▶ _RECORDS SUPPLIED_:

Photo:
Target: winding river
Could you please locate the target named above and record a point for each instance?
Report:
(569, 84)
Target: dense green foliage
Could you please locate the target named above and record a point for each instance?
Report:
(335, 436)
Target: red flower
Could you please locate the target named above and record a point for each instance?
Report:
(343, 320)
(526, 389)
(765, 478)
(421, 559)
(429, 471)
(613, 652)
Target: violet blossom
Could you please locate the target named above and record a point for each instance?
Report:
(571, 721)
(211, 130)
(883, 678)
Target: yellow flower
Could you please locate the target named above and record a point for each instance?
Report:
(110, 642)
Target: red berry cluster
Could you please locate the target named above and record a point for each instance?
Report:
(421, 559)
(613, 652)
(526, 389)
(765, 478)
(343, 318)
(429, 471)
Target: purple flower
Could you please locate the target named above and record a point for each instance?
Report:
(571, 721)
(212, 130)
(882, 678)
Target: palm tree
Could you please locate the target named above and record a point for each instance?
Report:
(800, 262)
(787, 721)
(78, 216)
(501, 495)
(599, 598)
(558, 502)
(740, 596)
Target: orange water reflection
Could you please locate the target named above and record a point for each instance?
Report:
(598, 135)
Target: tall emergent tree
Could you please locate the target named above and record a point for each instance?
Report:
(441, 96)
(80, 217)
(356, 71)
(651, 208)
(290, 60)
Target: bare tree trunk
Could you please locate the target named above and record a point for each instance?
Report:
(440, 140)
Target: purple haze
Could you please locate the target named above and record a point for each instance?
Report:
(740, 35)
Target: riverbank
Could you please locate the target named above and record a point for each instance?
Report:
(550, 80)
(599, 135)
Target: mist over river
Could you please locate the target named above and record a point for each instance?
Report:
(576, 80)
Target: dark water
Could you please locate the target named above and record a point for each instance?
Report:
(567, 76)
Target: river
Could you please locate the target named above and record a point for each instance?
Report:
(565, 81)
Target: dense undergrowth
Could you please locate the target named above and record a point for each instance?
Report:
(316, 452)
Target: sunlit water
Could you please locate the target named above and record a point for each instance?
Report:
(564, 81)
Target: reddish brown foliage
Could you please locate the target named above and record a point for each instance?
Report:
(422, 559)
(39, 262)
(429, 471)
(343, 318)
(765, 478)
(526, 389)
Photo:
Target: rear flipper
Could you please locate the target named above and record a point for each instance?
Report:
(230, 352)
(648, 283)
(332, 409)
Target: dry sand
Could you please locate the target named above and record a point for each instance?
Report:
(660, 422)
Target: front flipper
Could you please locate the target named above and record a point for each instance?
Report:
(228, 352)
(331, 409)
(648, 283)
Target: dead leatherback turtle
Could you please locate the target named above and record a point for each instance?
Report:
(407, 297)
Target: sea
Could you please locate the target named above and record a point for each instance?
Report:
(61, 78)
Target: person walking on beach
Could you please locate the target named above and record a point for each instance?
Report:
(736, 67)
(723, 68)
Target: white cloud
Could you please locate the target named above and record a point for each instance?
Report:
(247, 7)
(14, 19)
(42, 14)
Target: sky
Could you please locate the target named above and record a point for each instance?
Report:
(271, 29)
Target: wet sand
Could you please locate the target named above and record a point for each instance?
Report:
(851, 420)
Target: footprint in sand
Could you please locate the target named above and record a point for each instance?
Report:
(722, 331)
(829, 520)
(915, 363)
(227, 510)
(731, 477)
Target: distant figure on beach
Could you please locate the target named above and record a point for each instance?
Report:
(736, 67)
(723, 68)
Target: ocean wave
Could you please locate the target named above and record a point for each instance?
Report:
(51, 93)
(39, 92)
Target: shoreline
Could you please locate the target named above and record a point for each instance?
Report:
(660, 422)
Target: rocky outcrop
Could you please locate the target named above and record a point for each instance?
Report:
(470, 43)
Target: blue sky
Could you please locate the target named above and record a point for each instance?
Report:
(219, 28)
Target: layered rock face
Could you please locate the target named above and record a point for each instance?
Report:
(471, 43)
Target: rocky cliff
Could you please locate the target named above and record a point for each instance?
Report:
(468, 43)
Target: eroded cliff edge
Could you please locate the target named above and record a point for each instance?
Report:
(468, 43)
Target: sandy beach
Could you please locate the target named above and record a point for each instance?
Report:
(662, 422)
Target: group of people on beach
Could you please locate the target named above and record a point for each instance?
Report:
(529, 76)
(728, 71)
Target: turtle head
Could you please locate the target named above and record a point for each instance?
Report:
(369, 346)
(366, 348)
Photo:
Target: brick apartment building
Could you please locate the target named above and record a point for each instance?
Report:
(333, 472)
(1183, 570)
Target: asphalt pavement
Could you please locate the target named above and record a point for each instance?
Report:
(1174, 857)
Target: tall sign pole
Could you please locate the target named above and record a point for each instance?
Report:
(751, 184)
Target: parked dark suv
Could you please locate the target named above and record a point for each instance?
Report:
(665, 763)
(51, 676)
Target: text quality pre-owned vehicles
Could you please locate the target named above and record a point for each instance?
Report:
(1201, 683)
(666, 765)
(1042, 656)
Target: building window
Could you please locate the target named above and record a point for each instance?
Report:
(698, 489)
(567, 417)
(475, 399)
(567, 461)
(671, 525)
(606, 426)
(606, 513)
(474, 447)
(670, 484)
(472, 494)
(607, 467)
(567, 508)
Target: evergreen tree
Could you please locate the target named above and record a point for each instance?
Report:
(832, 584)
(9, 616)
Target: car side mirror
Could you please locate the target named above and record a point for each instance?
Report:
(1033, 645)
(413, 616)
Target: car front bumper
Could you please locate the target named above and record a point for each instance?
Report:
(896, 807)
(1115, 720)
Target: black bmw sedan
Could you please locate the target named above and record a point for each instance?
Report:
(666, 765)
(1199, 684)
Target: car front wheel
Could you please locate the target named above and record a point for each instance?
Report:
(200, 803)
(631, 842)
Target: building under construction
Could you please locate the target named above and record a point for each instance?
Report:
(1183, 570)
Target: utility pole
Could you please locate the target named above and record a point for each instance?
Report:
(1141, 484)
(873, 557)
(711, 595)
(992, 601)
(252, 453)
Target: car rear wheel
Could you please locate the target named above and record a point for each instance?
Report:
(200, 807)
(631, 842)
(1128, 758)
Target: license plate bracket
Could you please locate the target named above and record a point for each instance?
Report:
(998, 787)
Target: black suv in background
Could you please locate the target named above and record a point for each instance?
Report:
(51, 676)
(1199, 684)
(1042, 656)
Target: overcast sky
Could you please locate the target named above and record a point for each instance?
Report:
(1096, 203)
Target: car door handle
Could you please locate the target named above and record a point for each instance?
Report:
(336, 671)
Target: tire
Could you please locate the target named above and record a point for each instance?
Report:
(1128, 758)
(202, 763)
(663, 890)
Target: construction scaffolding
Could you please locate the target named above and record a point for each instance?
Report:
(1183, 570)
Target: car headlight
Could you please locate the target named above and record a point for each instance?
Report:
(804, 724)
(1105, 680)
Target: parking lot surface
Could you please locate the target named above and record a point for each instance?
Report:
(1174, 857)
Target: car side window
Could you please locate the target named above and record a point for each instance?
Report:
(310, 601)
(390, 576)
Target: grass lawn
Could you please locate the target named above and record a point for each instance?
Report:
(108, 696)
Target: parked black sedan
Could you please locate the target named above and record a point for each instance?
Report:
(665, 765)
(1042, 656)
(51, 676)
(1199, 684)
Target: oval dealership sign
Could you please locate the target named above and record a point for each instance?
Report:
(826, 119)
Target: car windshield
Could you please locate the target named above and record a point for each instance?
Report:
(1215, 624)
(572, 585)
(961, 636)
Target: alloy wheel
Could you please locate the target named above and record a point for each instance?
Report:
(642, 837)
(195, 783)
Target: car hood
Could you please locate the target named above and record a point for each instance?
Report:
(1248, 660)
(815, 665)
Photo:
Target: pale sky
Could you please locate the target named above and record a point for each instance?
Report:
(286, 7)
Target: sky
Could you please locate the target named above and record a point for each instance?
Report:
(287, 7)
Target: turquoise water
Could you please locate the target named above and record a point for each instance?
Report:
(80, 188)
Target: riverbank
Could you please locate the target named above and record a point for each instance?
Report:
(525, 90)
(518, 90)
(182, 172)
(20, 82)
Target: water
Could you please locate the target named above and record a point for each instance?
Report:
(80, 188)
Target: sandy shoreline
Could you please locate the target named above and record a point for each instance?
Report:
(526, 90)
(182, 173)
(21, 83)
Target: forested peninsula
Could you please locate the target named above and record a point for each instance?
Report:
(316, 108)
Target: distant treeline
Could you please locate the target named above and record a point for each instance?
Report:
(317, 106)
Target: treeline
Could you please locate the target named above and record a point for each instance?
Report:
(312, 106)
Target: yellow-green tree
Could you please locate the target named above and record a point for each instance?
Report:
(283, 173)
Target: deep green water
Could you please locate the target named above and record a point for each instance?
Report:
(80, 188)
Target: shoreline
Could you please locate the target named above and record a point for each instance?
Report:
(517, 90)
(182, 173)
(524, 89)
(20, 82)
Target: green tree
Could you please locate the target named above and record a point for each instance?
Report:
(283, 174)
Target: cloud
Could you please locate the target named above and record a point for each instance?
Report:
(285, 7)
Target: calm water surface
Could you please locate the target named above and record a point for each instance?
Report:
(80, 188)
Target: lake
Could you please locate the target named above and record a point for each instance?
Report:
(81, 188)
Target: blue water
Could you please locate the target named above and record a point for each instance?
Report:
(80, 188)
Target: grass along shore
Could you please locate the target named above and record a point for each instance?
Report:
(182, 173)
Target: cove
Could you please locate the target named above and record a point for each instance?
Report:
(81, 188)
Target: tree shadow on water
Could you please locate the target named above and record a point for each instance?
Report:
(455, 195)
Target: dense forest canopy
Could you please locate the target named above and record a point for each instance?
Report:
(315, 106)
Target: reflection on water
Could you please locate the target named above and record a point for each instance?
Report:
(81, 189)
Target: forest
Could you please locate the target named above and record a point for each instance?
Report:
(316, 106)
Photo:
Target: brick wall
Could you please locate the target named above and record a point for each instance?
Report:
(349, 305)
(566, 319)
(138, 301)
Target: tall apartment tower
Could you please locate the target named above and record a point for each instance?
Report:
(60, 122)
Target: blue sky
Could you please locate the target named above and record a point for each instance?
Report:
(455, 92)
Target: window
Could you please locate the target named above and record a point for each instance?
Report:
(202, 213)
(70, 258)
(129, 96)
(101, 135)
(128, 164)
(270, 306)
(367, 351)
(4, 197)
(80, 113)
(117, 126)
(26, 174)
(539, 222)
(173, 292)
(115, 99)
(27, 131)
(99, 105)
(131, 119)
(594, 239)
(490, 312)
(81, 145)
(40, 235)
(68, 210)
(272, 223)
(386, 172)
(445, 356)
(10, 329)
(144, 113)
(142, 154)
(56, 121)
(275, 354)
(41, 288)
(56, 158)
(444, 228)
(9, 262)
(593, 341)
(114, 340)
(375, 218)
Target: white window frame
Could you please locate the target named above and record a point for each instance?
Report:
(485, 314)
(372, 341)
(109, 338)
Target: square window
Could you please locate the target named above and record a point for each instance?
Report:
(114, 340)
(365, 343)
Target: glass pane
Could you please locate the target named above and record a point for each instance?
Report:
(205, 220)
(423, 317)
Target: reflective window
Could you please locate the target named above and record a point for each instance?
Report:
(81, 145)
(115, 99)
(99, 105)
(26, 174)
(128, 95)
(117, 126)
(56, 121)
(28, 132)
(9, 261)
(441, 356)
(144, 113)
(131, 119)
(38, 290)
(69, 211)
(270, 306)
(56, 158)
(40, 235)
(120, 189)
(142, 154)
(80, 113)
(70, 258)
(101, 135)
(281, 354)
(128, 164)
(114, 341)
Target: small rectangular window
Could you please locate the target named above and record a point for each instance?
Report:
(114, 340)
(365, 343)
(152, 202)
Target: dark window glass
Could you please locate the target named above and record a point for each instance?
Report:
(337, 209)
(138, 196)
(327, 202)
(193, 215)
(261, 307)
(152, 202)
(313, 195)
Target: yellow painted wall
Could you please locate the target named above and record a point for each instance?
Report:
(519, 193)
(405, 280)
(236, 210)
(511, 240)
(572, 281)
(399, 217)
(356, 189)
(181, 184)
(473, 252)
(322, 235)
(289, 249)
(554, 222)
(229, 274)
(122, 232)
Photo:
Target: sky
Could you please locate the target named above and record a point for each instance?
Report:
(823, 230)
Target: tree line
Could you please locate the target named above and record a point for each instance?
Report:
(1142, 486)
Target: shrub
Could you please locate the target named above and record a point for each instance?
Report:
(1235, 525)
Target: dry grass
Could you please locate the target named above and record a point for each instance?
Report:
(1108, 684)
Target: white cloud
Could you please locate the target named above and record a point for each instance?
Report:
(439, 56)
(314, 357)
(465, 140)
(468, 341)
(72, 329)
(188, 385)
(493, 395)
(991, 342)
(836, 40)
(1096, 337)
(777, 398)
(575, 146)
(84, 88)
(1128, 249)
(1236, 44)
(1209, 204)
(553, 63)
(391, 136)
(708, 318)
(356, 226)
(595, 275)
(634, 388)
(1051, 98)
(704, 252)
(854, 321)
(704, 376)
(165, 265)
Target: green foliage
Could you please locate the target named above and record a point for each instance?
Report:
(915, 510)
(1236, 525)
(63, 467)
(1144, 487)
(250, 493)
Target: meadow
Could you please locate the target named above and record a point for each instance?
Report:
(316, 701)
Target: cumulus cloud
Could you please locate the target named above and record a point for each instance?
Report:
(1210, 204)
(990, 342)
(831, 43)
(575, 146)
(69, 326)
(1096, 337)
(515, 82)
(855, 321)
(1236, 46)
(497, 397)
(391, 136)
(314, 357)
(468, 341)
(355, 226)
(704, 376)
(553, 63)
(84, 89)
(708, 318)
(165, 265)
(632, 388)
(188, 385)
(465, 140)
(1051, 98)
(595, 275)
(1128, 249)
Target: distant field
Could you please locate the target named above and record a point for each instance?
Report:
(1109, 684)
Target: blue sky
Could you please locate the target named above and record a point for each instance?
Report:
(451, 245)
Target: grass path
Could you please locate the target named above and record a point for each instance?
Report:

▶ _WORK TO BE COMPLETED_: With the line containing "Target: tree line" as the first and the last line of the records as the final one, print exactly the lines in that span.

▶ _RESULT FOR THIS TASK_:
Target: tree line
Could you please locate the target named above and record a point for each instance?
Report:
(1142, 486)
Target: shrub
Could you please locate the target named above and record a point for each instance?
Report:
(1235, 525)
Target: dry grass
Could you please locate the target named above and record a point for each instance?
Report:
(1108, 684)
Target: white cloud
Could you please locate the target named above and record a point for each instance?
Report:
(439, 56)
(314, 357)
(465, 140)
(468, 341)
(72, 329)
(188, 385)
(493, 395)
(991, 342)
(836, 40)
(1096, 337)
(777, 398)
(575, 146)
(84, 88)
(1128, 249)
(1236, 44)
(1209, 204)
(553, 63)
(391, 136)
(708, 318)
(356, 226)
(595, 275)
(634, 388)
(1051, 98)
(704, 252)
(854, 321)
(704, 376)
(165, 265)
Target: green foliage
Could you please locate the target named above and record a point for each instance?
Report:
(915, 510)
(1236, 525)
(63, 467)
(1144, 487)
(250, 493)
Target: meadow
Could you please locate the target named above and record a point for each instance?
Report:
(316, 701)
Target: cumulus cloud
Could you please locate the target named above and record a point for each instance?
Report:
(1210, 204)
(990, 342)
(831, 43)
(575, 146)
(69, 326)
(1096, 337)
(515, 82)
(855, 321)
(1236, 46)
(497, 397)
(391, 136)
(314, 357)
(468, 341)
(355, 226)
(704, 376)
(553, 63)
(84, 89)
(708, 318)
(165, 265)
(632, 388)
(188, 385)
(465, 140)
(1051, 98)
(595, 275)
(1128, 249)
Target: distant field
Could you please locate the target named above and record a point for each instance?
Report:
(1109, 684)
Target: blue sky
Could you please locate the target named above and record a point for each instance?
Report:
(451, 245)
Target: grass path
Could you please locate the target named above and record a point for each instance?
Report:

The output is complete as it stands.